=== Fragment danych ===
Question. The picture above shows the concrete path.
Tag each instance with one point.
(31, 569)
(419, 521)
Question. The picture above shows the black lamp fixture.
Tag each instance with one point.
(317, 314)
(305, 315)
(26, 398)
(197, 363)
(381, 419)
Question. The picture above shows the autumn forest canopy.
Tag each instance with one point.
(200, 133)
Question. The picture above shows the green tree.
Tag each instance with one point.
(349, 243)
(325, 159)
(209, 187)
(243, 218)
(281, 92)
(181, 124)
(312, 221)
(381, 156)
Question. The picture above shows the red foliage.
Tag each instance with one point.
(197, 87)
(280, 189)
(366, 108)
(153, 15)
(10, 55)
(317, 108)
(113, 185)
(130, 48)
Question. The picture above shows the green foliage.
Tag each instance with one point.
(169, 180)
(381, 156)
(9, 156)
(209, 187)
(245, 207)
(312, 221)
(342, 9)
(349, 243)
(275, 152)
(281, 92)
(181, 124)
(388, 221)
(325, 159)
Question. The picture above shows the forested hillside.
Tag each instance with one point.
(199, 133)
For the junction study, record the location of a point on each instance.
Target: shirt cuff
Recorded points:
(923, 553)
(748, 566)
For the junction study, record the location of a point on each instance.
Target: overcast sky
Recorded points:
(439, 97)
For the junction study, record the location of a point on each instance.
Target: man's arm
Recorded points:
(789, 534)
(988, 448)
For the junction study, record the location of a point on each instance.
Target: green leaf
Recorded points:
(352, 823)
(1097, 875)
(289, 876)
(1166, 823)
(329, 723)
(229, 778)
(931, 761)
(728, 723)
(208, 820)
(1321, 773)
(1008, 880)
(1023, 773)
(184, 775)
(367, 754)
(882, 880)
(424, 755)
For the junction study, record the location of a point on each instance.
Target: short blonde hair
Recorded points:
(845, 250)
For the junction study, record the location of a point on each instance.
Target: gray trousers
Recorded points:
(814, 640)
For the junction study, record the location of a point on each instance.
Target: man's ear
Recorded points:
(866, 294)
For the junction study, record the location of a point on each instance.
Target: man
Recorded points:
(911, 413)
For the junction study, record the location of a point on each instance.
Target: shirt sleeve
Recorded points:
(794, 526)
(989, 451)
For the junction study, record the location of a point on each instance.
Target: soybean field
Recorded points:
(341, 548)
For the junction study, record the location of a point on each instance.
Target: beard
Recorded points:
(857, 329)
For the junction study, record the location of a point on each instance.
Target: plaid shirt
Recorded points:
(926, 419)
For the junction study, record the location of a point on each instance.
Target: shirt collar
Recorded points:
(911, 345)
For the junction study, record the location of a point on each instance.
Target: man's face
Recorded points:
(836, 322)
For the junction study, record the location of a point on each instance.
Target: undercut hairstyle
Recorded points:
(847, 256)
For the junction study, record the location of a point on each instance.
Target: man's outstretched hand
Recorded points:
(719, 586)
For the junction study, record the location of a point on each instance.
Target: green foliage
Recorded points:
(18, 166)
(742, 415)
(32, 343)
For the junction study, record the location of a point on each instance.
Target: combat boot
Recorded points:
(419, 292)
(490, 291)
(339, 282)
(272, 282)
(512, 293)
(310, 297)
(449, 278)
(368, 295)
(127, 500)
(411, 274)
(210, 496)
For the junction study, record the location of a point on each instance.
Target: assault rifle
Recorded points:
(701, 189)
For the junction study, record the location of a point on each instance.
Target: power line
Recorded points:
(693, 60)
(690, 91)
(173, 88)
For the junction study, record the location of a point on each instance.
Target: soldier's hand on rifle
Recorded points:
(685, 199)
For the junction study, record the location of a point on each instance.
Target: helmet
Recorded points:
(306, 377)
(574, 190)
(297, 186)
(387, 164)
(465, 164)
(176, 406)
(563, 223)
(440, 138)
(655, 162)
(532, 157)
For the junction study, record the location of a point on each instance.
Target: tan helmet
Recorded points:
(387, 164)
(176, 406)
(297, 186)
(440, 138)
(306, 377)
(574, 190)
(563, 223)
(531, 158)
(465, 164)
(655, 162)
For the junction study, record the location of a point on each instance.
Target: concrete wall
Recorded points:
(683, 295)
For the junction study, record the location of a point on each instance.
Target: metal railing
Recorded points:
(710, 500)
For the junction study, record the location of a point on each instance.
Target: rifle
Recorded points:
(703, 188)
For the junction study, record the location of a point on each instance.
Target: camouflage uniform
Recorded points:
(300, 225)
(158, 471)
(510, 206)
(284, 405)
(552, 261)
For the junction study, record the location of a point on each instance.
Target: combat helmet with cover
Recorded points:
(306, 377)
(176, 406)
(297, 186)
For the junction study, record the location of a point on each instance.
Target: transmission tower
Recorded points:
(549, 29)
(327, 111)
===
▶ [Ćwiczenie] Wyodrębnij z powyższych danych wszystkie wiersze, w których występuje słowo „shows”. Wielkość liter ma znaczenie.

▶ [Odpowiedź poniżej]
Question. The picture above shows the concrete path.
Question. The picture above shows the black lamp fixture.
Question. The picture above shows the autumn forest canopy.
Question. The picture above shows the green tree.
Question. The picture above shows the red foliage.
Question. The picture above shows the green foliage.
Question. The picture above shows the forested hillside.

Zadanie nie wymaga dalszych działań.